_Excerpt to read_.
## Begin

In the community of Corinth, there seem to have been two basic currents of opinion about sex and marriage. One group seems to have held that unlimited sexual freedom was a sign of salvation, parallel to the dietary freedom that came with liberation from the observance of Jewish law. Paul had learned about this second hand, and we heard him addressing it two weeks ago at the end of Chapter 6. The other current of opinion seems to have held that all sexual activity, even in marriage, was sinful. Uncertainties about this view seem to lie behind the questions that Paul is answering here in Chapter 7. Is it all right to get married? Is it all right to stay married? Are we all supposed to be celibate? What about widows? What state of life are we supposed to be in so as to be most ready for Christs coming?
Paul himself was unmarried and he saw advantages for the service of the Lord in remaining so. But he was very clear about not wanting to recommend his situation for everybody (cf. 7.7 f.). He was also quite aware that marriage can be the source of lots of affliction, but was not, for that reason, ready to say that it was wrong to get married (cf.7.28). In view of "the present distress," i.e., the impending advent of the Lord, it seemed a good thing for everybody to remain as they were (cf. 7.26).
Now, in our text, he sums up. Whats important, he says, is not to spend your time worrying about your state of life. I want to spare you that. There can be cause for anxiety in every state of life. Married people can be all caught up in trying to respond to the (legitimate) demands of their spouses and families and find themselves distracted from the attention they owe to God. But unmarried people, too, can find causes for anxiety in their attempts to make themselves pleasing to the Lord. I dont want to lay down specific directions for any of you or force you into different states of life. The important thing is for each of you to look for the Lord in the situation in which you find yourselves.

## End

_Data_.
## Begin

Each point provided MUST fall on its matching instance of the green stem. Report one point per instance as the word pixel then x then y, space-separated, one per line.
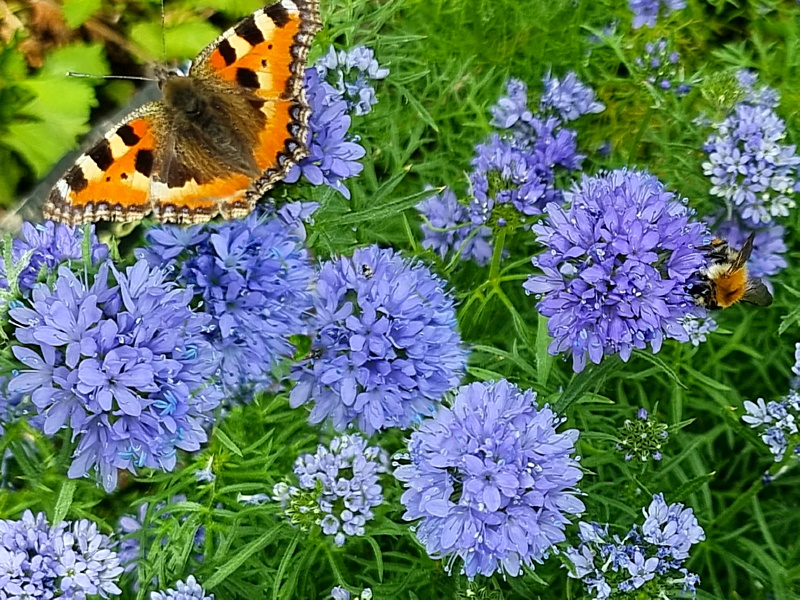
pixel 640 133
pixel 499 243
pixel 746 497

## End

_Instructions_.
[1] In the passage on Paul and marriage, what did the second current of opinion in Corinth hold about sexual activity?
[2] List every verse reference that the passage on Paul and marriage gives in parentheses.
[3] Reproduce the passage on Paul and marriage word for word from "Now, in our" to "you find yourselves.".

_Solutions to the exercise_.
[1] It held that all sexual activity, even in marriage, was sinful.

[2]
7.7 f.
7.28
7.26

[3]
Now, in our text, he sums up. Whats important, he says, is not to spend your time worrying about your state of life. I want to spare you that. There can be cause for anxiety in every state of life. Married people can be all caught up in trying to respond to the (legitimate) demands of their spouses and families and find themselves distracted from the attention they owe to God. But unmarried people, too, can find causes for anxiety in their attempts to make themselves pleasing to the Lord. I dont want to lay down specific directions for any of you or force you into different states of life. The important thing is for each of you to look for the Lord in the situation in which you find yourselves.